### [Exercise prompt]
Retype exactly, and only, the lines from the one that contains "Detect beach. Return" through the final line of the entries.

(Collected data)
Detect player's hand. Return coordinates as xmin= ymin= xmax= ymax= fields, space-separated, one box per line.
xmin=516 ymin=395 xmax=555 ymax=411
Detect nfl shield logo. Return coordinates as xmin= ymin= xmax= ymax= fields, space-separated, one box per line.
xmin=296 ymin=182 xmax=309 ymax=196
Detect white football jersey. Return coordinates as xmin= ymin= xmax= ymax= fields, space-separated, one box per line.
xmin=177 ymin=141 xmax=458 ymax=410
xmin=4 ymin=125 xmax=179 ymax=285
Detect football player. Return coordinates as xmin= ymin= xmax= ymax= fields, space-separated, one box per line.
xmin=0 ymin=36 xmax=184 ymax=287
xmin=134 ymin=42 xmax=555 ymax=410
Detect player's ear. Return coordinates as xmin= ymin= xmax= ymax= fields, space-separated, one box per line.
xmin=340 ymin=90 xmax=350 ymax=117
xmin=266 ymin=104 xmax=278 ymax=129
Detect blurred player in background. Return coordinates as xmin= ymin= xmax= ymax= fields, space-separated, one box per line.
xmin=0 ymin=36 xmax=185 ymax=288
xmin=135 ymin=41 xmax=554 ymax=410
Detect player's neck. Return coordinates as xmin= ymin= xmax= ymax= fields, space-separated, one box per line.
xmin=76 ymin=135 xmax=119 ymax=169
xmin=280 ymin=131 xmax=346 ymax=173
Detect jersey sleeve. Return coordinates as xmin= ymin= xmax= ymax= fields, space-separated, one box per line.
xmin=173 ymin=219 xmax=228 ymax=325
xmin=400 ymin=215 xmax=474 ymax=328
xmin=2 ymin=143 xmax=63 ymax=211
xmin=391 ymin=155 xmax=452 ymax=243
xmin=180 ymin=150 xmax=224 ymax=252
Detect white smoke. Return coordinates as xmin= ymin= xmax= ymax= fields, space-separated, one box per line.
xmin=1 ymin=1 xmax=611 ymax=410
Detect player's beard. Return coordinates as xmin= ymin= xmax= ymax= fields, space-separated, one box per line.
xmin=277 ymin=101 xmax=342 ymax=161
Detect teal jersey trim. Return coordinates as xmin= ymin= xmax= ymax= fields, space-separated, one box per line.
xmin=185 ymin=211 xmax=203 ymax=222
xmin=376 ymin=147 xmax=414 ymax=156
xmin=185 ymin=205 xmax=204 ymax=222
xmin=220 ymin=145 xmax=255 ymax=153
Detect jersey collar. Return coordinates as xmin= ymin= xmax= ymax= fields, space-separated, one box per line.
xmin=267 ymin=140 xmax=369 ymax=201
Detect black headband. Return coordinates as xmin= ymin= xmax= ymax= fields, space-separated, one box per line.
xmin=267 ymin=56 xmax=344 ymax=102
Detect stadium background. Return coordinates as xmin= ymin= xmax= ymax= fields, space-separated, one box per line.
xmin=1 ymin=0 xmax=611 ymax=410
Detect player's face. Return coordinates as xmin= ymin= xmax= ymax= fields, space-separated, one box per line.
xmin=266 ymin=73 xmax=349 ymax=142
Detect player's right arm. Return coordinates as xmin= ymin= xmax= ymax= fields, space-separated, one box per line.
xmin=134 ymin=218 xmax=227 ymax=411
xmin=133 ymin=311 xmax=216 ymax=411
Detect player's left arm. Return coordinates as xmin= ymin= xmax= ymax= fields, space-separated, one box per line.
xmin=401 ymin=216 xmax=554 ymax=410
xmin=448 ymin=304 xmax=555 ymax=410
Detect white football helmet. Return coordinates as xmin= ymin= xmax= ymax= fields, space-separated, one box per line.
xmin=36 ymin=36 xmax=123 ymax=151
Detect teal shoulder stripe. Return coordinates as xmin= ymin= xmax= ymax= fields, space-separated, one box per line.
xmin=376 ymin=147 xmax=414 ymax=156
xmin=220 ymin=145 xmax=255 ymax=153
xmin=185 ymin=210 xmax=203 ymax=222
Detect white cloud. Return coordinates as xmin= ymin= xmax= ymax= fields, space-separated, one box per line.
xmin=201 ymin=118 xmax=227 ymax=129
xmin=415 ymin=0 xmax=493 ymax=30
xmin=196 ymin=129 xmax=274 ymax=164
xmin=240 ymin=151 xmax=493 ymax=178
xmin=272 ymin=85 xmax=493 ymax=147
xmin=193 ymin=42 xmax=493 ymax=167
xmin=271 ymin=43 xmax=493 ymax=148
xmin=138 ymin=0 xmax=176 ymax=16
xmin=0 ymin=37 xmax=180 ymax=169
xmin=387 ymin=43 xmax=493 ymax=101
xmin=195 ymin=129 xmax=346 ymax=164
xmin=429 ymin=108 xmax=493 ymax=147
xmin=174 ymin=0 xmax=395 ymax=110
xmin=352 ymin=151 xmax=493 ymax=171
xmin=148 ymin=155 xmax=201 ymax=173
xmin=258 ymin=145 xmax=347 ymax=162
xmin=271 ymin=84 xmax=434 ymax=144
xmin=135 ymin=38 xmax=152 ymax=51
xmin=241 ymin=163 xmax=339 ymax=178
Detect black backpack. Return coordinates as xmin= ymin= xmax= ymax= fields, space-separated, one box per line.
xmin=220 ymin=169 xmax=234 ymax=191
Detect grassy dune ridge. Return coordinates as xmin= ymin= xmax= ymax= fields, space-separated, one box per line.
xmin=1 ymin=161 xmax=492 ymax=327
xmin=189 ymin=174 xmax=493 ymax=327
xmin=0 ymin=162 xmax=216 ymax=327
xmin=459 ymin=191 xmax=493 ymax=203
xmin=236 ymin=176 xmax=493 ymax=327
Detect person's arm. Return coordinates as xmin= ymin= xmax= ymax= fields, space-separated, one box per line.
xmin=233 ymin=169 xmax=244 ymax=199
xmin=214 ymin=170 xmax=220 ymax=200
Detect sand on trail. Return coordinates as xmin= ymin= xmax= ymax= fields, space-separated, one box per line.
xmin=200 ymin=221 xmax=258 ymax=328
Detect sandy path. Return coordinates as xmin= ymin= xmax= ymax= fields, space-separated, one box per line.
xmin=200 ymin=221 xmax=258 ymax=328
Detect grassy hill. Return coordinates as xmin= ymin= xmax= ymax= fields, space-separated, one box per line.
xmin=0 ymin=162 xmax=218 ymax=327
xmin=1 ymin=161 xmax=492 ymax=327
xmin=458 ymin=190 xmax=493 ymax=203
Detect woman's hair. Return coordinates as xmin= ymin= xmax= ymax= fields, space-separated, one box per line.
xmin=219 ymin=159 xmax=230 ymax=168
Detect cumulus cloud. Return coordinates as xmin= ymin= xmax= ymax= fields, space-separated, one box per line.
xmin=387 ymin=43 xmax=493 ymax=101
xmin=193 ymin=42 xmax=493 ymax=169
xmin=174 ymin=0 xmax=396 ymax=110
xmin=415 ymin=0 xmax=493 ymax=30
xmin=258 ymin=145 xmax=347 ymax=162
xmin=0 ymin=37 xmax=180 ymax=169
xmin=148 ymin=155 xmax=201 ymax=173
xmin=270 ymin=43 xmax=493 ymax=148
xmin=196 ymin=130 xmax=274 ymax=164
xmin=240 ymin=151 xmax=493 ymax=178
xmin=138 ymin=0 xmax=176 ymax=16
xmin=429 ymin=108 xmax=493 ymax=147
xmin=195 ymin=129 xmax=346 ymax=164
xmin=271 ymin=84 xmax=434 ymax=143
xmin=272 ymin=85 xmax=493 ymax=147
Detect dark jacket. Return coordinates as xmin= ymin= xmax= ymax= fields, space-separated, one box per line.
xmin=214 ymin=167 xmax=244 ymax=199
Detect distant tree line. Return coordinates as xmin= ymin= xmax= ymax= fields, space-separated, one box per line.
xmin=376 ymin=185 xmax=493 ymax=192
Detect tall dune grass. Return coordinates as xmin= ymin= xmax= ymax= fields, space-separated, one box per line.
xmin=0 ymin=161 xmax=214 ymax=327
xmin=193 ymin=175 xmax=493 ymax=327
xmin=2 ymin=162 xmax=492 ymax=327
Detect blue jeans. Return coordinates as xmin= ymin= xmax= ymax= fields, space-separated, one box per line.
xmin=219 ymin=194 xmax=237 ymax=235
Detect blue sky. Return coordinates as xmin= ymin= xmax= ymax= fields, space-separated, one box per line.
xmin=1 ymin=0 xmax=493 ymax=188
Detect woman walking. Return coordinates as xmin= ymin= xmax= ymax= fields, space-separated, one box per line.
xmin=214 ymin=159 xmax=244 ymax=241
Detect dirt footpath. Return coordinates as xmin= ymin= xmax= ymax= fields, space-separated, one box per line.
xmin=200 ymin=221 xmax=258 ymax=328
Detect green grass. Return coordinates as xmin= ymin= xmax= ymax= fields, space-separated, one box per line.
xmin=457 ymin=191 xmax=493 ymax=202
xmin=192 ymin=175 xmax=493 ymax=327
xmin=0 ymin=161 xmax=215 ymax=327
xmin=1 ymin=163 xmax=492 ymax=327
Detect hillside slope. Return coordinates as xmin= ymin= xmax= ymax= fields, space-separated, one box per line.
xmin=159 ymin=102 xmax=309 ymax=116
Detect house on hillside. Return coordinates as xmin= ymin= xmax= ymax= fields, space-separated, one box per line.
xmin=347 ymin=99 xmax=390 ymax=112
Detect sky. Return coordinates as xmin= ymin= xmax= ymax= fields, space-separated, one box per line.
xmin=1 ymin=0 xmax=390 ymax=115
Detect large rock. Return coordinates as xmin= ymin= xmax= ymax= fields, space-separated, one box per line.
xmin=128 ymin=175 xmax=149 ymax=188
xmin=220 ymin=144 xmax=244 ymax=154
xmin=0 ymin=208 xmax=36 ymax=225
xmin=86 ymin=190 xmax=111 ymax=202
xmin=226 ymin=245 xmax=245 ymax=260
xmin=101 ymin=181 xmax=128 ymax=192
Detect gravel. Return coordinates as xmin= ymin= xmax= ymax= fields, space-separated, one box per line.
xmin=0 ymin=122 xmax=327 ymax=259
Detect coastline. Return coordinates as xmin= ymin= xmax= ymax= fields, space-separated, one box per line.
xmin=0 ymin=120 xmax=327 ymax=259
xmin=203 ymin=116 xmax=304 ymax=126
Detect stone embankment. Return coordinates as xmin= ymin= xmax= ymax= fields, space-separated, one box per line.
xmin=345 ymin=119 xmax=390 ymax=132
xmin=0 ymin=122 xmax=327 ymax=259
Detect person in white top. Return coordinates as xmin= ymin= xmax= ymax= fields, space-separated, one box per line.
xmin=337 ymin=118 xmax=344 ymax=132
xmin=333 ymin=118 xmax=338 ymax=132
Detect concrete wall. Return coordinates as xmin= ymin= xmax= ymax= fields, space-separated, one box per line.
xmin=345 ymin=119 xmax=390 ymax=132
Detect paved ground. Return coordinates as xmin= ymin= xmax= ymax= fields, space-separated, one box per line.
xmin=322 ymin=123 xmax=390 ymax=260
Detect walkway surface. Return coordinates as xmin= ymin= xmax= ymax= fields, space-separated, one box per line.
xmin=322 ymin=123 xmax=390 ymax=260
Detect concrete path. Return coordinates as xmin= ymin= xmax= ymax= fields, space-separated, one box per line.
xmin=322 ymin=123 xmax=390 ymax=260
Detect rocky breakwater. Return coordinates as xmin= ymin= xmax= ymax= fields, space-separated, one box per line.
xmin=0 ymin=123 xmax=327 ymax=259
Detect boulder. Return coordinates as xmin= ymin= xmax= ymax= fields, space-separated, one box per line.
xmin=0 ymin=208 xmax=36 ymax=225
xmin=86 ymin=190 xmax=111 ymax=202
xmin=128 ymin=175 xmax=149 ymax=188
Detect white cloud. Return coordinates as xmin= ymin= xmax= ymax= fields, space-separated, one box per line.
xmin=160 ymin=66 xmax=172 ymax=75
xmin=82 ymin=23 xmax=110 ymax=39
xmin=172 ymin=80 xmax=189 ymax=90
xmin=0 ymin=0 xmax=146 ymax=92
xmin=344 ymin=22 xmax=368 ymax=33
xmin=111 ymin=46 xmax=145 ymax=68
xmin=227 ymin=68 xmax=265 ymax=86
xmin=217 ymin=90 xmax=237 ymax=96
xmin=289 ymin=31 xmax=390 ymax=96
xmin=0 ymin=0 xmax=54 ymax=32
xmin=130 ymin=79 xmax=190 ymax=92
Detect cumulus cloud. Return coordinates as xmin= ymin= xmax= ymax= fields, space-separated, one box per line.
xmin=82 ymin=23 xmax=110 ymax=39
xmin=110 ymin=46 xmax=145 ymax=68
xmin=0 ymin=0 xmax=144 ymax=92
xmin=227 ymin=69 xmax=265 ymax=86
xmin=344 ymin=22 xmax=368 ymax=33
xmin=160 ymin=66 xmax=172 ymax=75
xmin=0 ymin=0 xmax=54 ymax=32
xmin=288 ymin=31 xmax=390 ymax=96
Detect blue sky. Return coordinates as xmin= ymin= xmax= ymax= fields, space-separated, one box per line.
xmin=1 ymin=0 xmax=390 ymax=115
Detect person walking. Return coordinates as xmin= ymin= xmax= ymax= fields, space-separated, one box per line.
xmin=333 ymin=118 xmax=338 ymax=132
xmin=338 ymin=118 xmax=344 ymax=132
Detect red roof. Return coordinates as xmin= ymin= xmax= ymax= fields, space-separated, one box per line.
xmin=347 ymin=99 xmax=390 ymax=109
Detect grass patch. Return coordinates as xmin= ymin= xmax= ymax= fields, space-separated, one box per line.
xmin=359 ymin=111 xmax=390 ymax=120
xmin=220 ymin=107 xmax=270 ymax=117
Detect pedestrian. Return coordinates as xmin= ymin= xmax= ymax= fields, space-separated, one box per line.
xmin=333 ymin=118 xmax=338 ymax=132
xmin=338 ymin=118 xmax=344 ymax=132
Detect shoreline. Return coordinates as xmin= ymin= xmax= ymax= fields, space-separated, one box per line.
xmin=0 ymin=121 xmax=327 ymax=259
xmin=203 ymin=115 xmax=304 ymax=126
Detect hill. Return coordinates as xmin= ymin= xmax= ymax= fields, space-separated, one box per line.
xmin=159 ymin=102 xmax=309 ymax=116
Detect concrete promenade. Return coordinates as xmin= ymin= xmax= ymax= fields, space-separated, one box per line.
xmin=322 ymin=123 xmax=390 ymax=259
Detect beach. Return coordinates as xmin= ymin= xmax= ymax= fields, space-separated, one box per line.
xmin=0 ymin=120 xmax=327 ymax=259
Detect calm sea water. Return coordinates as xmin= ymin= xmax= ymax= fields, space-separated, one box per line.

### [Problem solution]
Detect beach. Return coordinates as xmin= ymin= xmax= ymax= fields, space-separated, one box per line.
xmin=0 ymin=120 xmax=327 ymax=259
Detect calm sea water. Return coordinates as xmin= ymin= xmax= ymax= fields, space-separated, one box per line.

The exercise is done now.